Goal of the exercise: Could you reproduce every one of the entries below word for word, leaving out the pictures?

═══ Records for this exercise

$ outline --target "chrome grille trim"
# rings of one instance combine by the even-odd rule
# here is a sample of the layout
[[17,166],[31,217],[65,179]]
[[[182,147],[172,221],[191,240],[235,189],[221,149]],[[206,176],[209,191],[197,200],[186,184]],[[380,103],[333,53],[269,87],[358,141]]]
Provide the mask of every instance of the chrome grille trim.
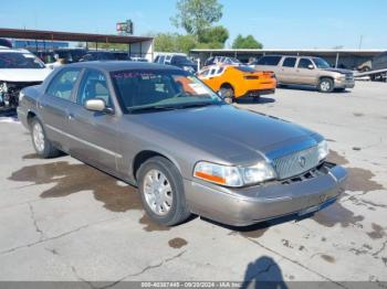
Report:
[[317,147],[312,147],[273,160],[273,167],[279,180],[302,174],[317,165]]

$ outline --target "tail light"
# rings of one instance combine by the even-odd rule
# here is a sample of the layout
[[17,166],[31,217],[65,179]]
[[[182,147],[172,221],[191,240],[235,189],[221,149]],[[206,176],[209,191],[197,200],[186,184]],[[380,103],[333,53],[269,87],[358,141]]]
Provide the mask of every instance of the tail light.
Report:
[[243,78],[244,78],[244,79],[249,79],[249,81],[257,81],[257,79],[259,79],[260,77],[257,76],[257,75],[244,75]]

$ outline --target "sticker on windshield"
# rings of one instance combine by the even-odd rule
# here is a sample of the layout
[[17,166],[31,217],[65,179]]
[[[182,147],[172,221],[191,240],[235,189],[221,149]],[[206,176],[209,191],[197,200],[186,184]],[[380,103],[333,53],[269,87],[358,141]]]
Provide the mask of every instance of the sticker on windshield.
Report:
[[23,56],[24,56],[25,58],[35,58],[35,57],[36,57],[35,55],[33,55],[33,54],[28,54],[28,53],[23,53]]
[[207,95],[208,90],[201,84],[188,84],[189,87],[198,95]]

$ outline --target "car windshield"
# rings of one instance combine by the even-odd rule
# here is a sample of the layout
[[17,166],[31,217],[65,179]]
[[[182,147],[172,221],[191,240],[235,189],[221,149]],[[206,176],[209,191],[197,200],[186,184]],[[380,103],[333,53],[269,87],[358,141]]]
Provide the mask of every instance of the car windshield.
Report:
[[323,58],[313,58],[313,62],[317,66],[317,68],[321,68],[321,69],[331,67],[330,64]]
[[111,76],[126,114],[223,104],[216,93],[184,71],[119,71]]
[[44,64],[31,53],[0,53],[0,68],[44,68]]
[[238,66],[236,67],[238,71],[241,71],[241,72],[250,72],[250,73],[254,73],[257,72],[255,68],[253,67],[250,67],[250,66]]
[[189,58],[187,58],[186,56],[180,56],[180,55],[174,56],[172,62],[176,64],[194,64]]

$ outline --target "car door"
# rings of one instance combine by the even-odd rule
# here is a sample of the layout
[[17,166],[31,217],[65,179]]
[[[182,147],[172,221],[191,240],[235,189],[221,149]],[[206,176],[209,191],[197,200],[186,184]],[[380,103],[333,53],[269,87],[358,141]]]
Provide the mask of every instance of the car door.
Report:
[[74,98],[74,87],[81,68],[62,68],[39,98],[39,115],[48,138],[60,149],[67,151],[70,128],[67,107]]
[[281,68],[279,69],[276,74],[276,78],[281,84],[294,84],[296,83],[295,76],[295,63],[297,61],[297,57],[294,56],[286,56],[283,58],[281,63]]
[[295,69],[295,83],[305,85],[315,85],[317,77],[317,69],[314,63],[306,57],[300,57]]
[[[107,75],[86,69],[80,82],[76,103],[69,105],[69,126],[73,135],[71,154],[104,171],[117,170],[117,131],[115,107]],[[100,98],[109,111],[91,111],[85,108],[88,99]]]

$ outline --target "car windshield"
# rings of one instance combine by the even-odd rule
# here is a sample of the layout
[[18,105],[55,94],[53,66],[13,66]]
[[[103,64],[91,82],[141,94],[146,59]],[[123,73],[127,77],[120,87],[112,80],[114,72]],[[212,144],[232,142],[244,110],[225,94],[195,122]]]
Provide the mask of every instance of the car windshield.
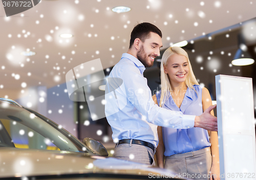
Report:
[[66,130],[25,107],[0,102],[0,147],[61,150],[95,154]]

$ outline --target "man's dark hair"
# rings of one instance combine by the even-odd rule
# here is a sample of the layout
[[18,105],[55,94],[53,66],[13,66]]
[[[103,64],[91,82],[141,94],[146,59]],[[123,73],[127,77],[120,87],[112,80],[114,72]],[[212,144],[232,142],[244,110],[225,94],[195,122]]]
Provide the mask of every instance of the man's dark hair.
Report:
[[142,22],[137,24],[131,33],[129,48],[133,46],[135,39],[139,38],[144,42],[145,39],[150,38],[151,32],[156,33],[162,38],[162,32],[155,25],[149,22]]

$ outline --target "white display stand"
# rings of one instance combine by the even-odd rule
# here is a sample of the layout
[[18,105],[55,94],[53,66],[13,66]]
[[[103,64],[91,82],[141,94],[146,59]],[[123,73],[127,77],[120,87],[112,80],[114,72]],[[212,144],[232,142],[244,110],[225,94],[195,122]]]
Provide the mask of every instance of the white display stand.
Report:
[[221,179],[256,179],[252,80],[215,76]]

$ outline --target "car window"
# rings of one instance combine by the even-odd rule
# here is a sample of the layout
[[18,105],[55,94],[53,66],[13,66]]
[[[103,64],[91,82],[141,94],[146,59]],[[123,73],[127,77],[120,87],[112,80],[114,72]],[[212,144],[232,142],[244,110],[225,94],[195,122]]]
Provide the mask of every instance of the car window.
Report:
[[0,121],[2,128],[5,128],[15,147],[60,150],[50,140],[18,122],[3,119]]

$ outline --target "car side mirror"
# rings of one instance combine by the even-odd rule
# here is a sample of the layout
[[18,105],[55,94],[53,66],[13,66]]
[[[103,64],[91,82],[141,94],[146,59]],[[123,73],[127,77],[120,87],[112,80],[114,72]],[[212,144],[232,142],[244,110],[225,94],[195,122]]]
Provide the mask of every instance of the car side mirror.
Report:
[[109,156],[108,151],[105,147],[98,141],[92,138],[86,138],[83,139],[82,143],[98,155],[104,157],[108,157]]

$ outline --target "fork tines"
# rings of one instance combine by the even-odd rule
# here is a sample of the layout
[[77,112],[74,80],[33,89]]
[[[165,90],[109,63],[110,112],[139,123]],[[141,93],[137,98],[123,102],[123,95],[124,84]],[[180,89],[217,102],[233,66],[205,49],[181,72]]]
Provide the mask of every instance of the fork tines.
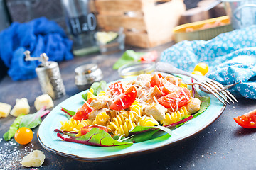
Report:
[[[208,80],[203,82],[201,82],[201,85],[203,84],[202,86],[211,92],[224,105],[226,105],[225,103],[230,104],[228,100],[233,103],[234,101],[238,102],[238,100],[235,98],[235,96],[233,96],[230,92],[227,91],[227,89],[230,88],[237,84],[226,86],[225,87],[224,87],[221,84],[213,80]],[[216,94],[218,96],[216,95]],[[223,101],[219,96],[220,96],[224,101]]]

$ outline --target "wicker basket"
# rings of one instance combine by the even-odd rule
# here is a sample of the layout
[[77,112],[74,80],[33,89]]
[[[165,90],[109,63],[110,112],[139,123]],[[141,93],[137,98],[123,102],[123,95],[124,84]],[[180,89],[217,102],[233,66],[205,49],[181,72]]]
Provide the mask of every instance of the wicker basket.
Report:
[[172,40],[172,29],[186,8],[183,0],[94,0],[98,27],[123,27],[127,45],[152,47]]
[[[213,24],[217,21],[225,23],[223,26],[199,30],[205,24]],[[174,37],[176,42],[183,40],[208,40],[220,33],[233,30],[228,16],[221,16],[212,19],[203,20],[191,23],[183,24],[174,28]],[[186,32],[188,28],[194,29],[192,32]]]

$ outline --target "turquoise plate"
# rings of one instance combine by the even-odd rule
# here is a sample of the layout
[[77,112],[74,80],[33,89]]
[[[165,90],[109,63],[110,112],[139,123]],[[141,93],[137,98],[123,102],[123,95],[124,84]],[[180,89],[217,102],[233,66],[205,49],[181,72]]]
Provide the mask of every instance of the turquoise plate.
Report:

══════

Task solution:
$ outline --target "chrome grille trim"
# rings of one instance combine by the even-odd rule
# here is a sample of the layout
[[17,166],[31,217],[65,179]]
[[[182,147],[172,221],[191,240],[235,189],[221,149]],[[206,176],[209,191],[197,200],[186,184]],[[380,103],[333,53],[269,87],[358,141]]]
Provide the mask of every instance of the chrome grille trim.
Report:
[[317,147],[312,147],[273,160],[273,167],[279,180],[302,174],[317,165]]

$ outline --target "tail light"
# rings of one instance combine by the even-odd rule
# here is a sample of the layout
[[17,166],[31,217],[65,179]]
[[[182,147],[172,221],[191,240],[235,189],[221,149]],[[206,176],[209,191],[197,200],[186,184]],[[380,103],[333,53],[269,87],[358,141]]]
Provide the mask of every instance of the tail light.
Report:
[[243,78],[244,78],[244,79],[249,79],[249,81],[257,81],[257,79],[259,79],[260,77],[257,76],[257,75],[244,75]]

$ outline --target "sticker on windshield"
# rings of one instance combine by the even-odd rule
# here is a sample of the layout
[[17,166],[31,217],[65,179]]
[[[182,147],[172,221],[191,240],[235,189],[221,149]],[[206,176],[209,191],[197,200],[186,184]],[[380,103],[333,53],[269,87],[358,141]]]
Provide the mask of every instance of the sticker on windshield.
Report:
[[23,56],[24,56],[25,58],[35,58],[35,57],[36,57],[35,55],[33,55],[33,54],[28,54],[28,53],[23,53]]
[[207,95],[208,90],[201,84],[188,84],[189,87],[198,95]]

$ outline --target "car windshield"
# rings of one instance combine by the even-odd rule
# here is a sample of the layout
[[17,166],[31,217],[65,179]]
[[[182,147],[172,221],[191,240],[235,189],[221,149]],[[206,176],[209,191],[197,200],[186,184]],[[380,103],[333,53],[269,87],[358,141]]]
Provide the mask of every instance of the car windshield.
Report:
[[323,58],[313,58],[313,62],[317,66],[317,68],[321,68],[321,69],[331,67],[330,64]]
[[111,76],[126,114],[223,104],[216,93],[184,71],[119,71]]
[[44,64],[31,53],[0,53],[0,68],[44,68]]
[[238,66],[236,67],[238,71],[241,71],[241,72],[250,72],[250,73],[254,73],[257,72],[255,68],[253,67],[250,67],[250,66]]
[[189,58],[187,58],[186,56],[180,56],[180,55],[174,56],[172,62],[176,64],[194,64]]

$ outline --target "car door"
# rings of one instance combine by the even-odd rule
# here is a sample of the layout
[[17,166],[31,217],[65,179]]
[[[182,147],[172,221],[191,240],[235,189],[221,149]],[[206,176],[209,191],[197,200],[186,184]],[[380,103],[333,53],[269,87],[358,141]]]
Provide the mask of every instance of the car door.
Report:
[[74,98],[74,87],[81,68],[62,68],[39,98],[39,115],[48,138],[60,149],[67,151],[70,128],[67,107]]
[[281,68],[279,69],[276,74],[276,78],[281,84],[294,84],[296,83],[295,76],[295,63],[297,61],[297,57],[294,56],[286,56],[283,58],[281,63]]
[[295,69],[295,83],[305,85],[315,85],[317,77],[317,69],[314,63],[306,57],[300,57]]
[[[107,75],[86,69],[80,82],[76,103],[69,105],[69,126],[73,135],[71,154],[104,171],[117,170],[117,131],[115,107]],[[100,98],[109,111],[91,111],[85,108],[88,99]]]

$ outline --target "car windshield"
# rings of one instance combine by the even-odd rule
# here is a sample of the layout
[[18,105],[55,94],[53,66],[13,66]]
[[[103,64],[91,82],[141,94],[146,59]],[[123,73],[127,77],[120,87],[112,80],[114,72]],[[212,144],[232,142],[244,110],[225,94],[195,122]]]
Provide the mask of every instance of the car windshield.
Report:
[[66,130],[25,107],[0,102],[0,147],[61,150],[95,154]]

$ outline --target "man's dark hair"
# rings of one instance combine by the even-odd rule
# here is a sample of the layout
[[18,105],[55,94],[53,66],[13,66]]
[[[103,64],[91,82],[141,94],[146,59]],[[123,73],[127,77],[120,87],[112,80],[114,72]],[[212,144],[232,142],[244,110],[225,94],[195,122]]]
Provide the mask of every instance of the man's dark hair.
Report:
[[142,22],[137,24],[131,33],[129,48],[133,46],[135,39],[139,38],[144,42],[145,39],[150,38],[151,32],[156,33],[162,38],[162,32],[155,25],[149,22]]

$ outline --target "white display stand"
# rings of one instance combine by the even-odd rule
# here is a sample of the layout
[[18,105],[55,94],[53,66],[13,66]]
[[[103,64],[91,82],[141,94],[146,59]],[[123,73],[127,77],[120,87],[112,80],[114,72]],[[212,144],[232,142],[244,110],[225,94],[195,122]]]
Provide the mask of every instance of the white display stand.
Report:
[[221,179],[256,179],[252,80],[215,76]]

$ outline --target "car window"
# rings of one instance combine by the even-odd rule
# here is a sample of the layout
[[18,105],[55,94],[53,66],[13,66]]
[[[103,64],[91,82],[141,94],[146,59]],[[123,73],[127,77],[120,87],[112,80],[114,72]],[[212,144],[232,142],[244,110],[225,94],[195,122]]]
Provide the mask of every instance of the car window.
Report:
[[0,121],[2,128],[5,128],[15,147],[60,150],[50,140],[18,122],[3,119]]

$ outline --target "car side mirror"
# rings of one instance combine by the even-odd rule
# here is a sample of the layout
[[18,105],[55,94],[53,66],[13,66]]
[[[103,64],[91,82],[141,94],[146,59]],[[123,73],[127,77],[120,87],[112,80],[114,72]],[[212,144],[232,142],[244,110],[225,94],[195,122]]]
Provide the mask of every instance of the car side mirror.
Report:
[[109,156],[108,151],[105,147],[98,141],[92,138],[86,138],[83,139],[82,143],[98,155],[104,157],[108,157]]

$ outline --target "fork tines"
# rings of one instance combine by the even-odd rule
# here is a sample of the layout
[[77,112],[74,80],[33,89]]
[[[165,90],[109,63],[110,112],[139,123]],[[141,93],[137,98],[123,102],[123,95],[124,84]],[[180,89],[217,102],[233,66],[205,49],[181,72]]]
Provide the mask of every instance of the fork tines.
Report:
[[[208,80],[203,82],[201,82],[201,85],[203,84],[202,86],[211,92],[224,105],[226,105],[225,103],[230,104],[228,100],[233,103],[234,101],[238,102],[238,100],[235,98],[235,96],[233,96],[230,92],[227,91],[227,89],[230,88],[237,84],[226,86],[225,87],[224,87],[221,84],[213,80]],[[216,94],[218,96],[216,95]],[[223,101],[219,96],[220,96],[224,101]]]

$ outline --target "wicker basket"
# rings of one instance combine by the even-odd rule
# here is a sample of the layout
[[77,112],[74,80],[33,89]]
[[[165,90],[109,63],[110,112],[139,123]],[[141,93],[137,98],[123,102],[123,95],[124,84]],[[180,89],[217,102],[233,66],[205,49],[181,72]]]
Provide the mask of every instance of the wicker basket.
Report:
[[172,40],[172,29],[186,8],[183,0],[94,0],[98,27],[123,27],[127,45],[152,47]]
[[[213,24],[217,21],[225,23],[223,26],[199,30],[205,24]],[[174,37],[176,42],[183,40],[208,40],[220,33],[233,30],[228,16],[221,16],[212,19],[203,20],[191,23],[183,24],[174,28]],[[186,32],[188,28],[194,29],[192,32]]]

$ outline --target "turquoise plate"
# rings of one instance combine by the even-odd rule
# here is a sample of the layout
[[77,112],[74,80],[33,89]]
[[[165,90],[109,63],[110,112],[139,123]],[[141,93],[137,98],[123,102],[123,95],[124,84]],[[180,89],[217,102],[233,66],[205,49],[181,72]]]
Provide the mask of every instance of the turquoise plate.
Report:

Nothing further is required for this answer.